» **Task**
The expected output is every entry, repeated exactly.

» **Extracted material**
+ + + + + + +

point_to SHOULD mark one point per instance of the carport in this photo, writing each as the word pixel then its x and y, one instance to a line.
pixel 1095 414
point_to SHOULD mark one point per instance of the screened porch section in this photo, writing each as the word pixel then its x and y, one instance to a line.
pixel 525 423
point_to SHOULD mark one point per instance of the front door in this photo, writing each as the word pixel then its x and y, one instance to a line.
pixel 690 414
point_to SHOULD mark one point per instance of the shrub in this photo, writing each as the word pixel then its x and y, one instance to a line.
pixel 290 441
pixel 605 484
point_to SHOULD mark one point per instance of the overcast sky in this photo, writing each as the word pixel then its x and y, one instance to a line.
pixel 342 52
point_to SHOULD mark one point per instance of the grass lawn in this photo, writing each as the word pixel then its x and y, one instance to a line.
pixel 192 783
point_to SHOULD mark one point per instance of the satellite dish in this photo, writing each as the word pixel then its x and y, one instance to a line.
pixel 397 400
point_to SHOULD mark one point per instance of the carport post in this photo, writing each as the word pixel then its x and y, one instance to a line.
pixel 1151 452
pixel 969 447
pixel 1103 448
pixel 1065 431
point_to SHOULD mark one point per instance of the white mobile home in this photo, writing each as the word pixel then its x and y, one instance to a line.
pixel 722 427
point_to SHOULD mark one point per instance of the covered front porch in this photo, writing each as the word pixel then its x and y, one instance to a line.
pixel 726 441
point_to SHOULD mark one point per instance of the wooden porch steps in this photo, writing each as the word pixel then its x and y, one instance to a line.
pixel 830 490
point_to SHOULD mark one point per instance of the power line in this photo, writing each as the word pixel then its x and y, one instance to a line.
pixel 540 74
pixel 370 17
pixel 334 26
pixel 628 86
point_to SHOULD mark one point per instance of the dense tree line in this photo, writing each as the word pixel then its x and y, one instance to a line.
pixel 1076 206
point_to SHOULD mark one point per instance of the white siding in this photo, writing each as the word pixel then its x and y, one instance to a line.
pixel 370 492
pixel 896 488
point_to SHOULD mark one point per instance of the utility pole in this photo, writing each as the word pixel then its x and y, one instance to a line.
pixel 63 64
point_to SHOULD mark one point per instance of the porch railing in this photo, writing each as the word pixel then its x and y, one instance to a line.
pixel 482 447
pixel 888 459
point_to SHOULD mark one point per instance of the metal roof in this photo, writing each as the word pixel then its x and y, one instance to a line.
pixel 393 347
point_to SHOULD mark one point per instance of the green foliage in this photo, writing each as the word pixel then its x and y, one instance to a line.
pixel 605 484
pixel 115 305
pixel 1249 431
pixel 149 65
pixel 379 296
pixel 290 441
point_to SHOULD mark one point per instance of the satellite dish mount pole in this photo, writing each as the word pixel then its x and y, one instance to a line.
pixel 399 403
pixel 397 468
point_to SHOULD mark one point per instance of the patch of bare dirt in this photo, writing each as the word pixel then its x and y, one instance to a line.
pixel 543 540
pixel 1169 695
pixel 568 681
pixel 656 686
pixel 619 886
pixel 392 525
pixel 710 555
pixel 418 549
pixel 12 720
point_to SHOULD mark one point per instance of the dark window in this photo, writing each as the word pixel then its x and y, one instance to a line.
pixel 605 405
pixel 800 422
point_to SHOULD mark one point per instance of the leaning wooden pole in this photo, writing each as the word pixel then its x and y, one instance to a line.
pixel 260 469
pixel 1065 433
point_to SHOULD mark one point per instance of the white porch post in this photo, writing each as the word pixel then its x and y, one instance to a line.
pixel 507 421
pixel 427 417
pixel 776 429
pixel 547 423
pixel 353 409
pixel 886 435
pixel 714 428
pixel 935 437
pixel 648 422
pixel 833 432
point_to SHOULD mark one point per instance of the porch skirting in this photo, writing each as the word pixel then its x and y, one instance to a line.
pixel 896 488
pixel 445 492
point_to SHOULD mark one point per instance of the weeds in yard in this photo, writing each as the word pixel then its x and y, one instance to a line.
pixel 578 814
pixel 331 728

+ + + + + + +

» **Output for this task**
point_to SHOULD mark one point per instance of the carport in this photo, writing each as the word pixel then its x and y, one instance to a line.
pixel 1095 414
point_to SHOULD mark one point per instance of the screened porch section in this photo, writing each as the word pixel then its x and y, one instance to a line.
pixel 525 423
point_to SHOULD mark one point per instance of the front door in this photo, writing each as the word pixel then its x and y, one instance to a line.
pixel 690 414
point_to SHOULD mark one point per instance of the shrub in this photo, writing each as the word pixel then its x and y, one instance to a line.
pixel 290 441
pixel 605 484
point_to SHOULD mark one point per instance of the overcast sky in this photo, writing each as the word pixel then its x and y, one instance to a line.
pixel 342 52
point_to SHOULD mark one point per instance of the grass lawn in this photo, writing each as the word pixel then its x and y, one instance to a line.
pixel 192 783
point_to SHOULD mark one point per instance of the satellite dish in this photo, writing each as the word pixel then its x and y, one instance to a line.
pixel 397 400
point_to SHOULD mark one point per instance of the carport post in this photo, writing each as the word pixel then its x and y, one instance to a line.
pixel 1151 452
pixel 969 447
pixel 1103 448
pixel 1065 431
point_to SHOULD mark one point per instance of the white mobile home in this photo, writing each as the word pixel then its x and y, one instance to a line.
pixel 722 427
point_to SHOULD mark one point per instance of the covered front porch in this photo, writing each as the word pixel then its x and y, one instance to a line.
pixel 726 441
point_to SHOULD mark one point per instance of the wooden porch steps in this photo, writing each as the word pixel then its x and y, one instance to a line.
pixel 830 490
point_to SHOULD mark one point per instance of the power line in this photo, writing each as the word pixel then its x and y, one instance to a line.
pixel 540 74
pixel 370 17
pixel 334 26
pixel 628 86
point_to SHOULD mark one point per instance of the dense tree line in this photo, writing each as the word pixel then its x and y, one instance to a line.
pixel 1076 206
point_to SHOULD mark one point per instance of the white siding in this photo, writing each as the word pixel then its x and y, one instance to a line.
pixel 370 492
pixel 896 488
point_to SHOULD mark one point per instance of the utility pole in this photo, writing each as the word pixel then its x and y, one instance to a line.
pixel 63 64
point_to SHOULD mark one point per instance of the porch railing in this photo, writing each as the word pixel then its x and y, one instance to a line.
pixel 482 447
pixel 888 459
point_to SHOULD mark one point per instance of the metal roof in this photo, writing each as the word pixel then its x and y, one instance to a line.
pixel 393 347
point_to SHOULD mark one point per instance of the green foliage in this photo, writing each as the word pixel then its x and y, one instance to a line.
pixel 605 484
pixel 115 305
pixel 1249 431
pixel 149 65
pixel 379 296
pixel 290 441
point_to SHOULD mark one point per instance of the satellite dish mount pole in this photo, writing each as the word pixel then its x and y, one instance to a line.
pixel 399 403
pixel 397 468
point_to SHOULD mark one point per instance of the patch of bare dirt in this photo, writing each as the word pixel then its x and y, one instance to a line.
pixel 543 540
pixel 1169 695
pixel 568 681
pixel 656 686
pixel 619 886
pixel 392 525
pixel 710 555
pixel 418 549
pixel 12 720
point_to SHOULD mark one point per instance of the dark window in this photo, writing each as the word pixel then its x and y, one instance to a line.
pixel 605 405
pixel 800 422
point_to SHOULD mark one point per instance of the leaning wooden pole in this photo, writing each as the word pixel then its x and y, one instance to a line.
pixel 260 469
pixel 1065 433
point_to SHOULD mark one point per instance of the white porch post in this photo, writing each as the word pixel then its x and y, one instance to a line.
pixel 507 421
pixel 427 417
pixel 776 429
pixel 547 423
pixel 353 409
pixel 886 435
pixel 714 428
pixel 935 437
pixel 648 422
pixel 833 432
point_to SHOULD mark one point per instance of the porch skirting in this photo, writing each as the word pixel then its x and y, one instance to a line.
pixel 896 488
pixel 445 492
point_to SHOULD mark one point per instance of the weeds in yard in this photo, writing each as the word pixel then its x and y, one instance to a line.
pixel 578 814
pixel 331 728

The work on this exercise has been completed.